OPDRACHTEN>
1. Welke begrippen worden in artikel 1 van de marktverordening omschreven? Noem ze allemaal.
2. Herhaal woordelijk het stuk uit de marktverordening van "Standplaats: de op" tot en met "van de markthandel.".

TEKSTFRAGMENT>
━━━━━━━━━━━━━━━━━━━━
Onderwerpfinanciën en economie
Eigen onderwerp

Opmerkingen met betrekking tot de regeling

Geen

Wettelijke grondslag(en) of bevoegdheid waarop de regeling is gebaseerd

Gemeentewet, art. 150

Regelgeving die op deze regeling is gebaseerd (gedelegeerde regelgeving)

Geen.

Overzicht van in de tekst verwerkte wijzigingen

Datum inwerkingtreding

Terugwerkende kracht tot en met

Datum uitwerkingtreding

Betreft

Datum ondertekening

Bron bekendmaking

Kenmerk voorstel

01-01-1997Nieuwe regeling

24-03-1994

Geen

B&W 01-03-1994

Tekst van de regeling

Intitulé

Marktverordening 1994

De raad van de gemeente Hilvarenbeek;Gezien het voorstel van het college van burgemeester en wethouders van 1 maart 1994;Gelet op artikel 150 van de Gemeentewet;

                                                             B e s l u i t : 

In te trekken de Marktverordening 1992 als vastgesteld bij raadsbesluit van 27 februari 1992; 

Vast te stellen de navolgende ‘Marktverordening 1994’

Hoofdstuk 1 Algemene bepalingen

Artikel 1  

  • a.

    Markt: de wekelijkse warenmarkt welke op de Vrijthof te Hilvarenbeek wordt gehouden op de donderdag van 09.00 tot 12.00 uur.

  • b.

    Marktterrein: de gehele verharde oppervlakte openbare of voor het publiek toegankelijke grond, welke bij besluit van de raad voor het uitoefenen van de markthandel is of wordt aangewezen.

  • c.

    Standplaats: de op en voor de duur van een markt door het college van burgemeester en wethouders aangewezen ruimte voor het uitoefenen van de markthandel.

  • d.

    Vaste plaats: een standplaats, die tot wederopzegging ter beschikking wordt gesteld aan de vergunninghouder.

  • e.

    Standwerkersplaats: een standplaats, bestemd voor het uitoefenen van de markthandel op een wijze als bij standwerken geboden, dan wel te doen gebruikelijk is.

  • f.

    Vergunninghouder of standplaatshouder: ieder aan wie door het college van burgemeester en wethouders een vergunning is afgegeven om gedurende een markt standplaats in te nemen.

  • g.

    Dagplaats: een standplaats welke voor één marktdag wordt toegewezen.

  • h.

    Marktmeester: de als zodanig door het college van burgemeester en wethouders aangewezen ambtenaar.
━━━━━━━━━━━━━━━━━━━━
BRONMATERIAAL>
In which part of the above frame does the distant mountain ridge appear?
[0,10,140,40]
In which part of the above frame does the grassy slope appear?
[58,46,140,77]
━━━━━━━━━━━━━━━━━━━━
OPLOSSINGEN>
1. Markt, marktterrein, standplaats, vaste plaats, standwerkersplaats, vergunninghouder of standplaatshouder, dagplaats, marktmeester

2.
Standplaats: de op en voor de duur van een markt door het college van burgemeester en wethouders aangewezen ruimte voor het uitoefenen van de markthandel.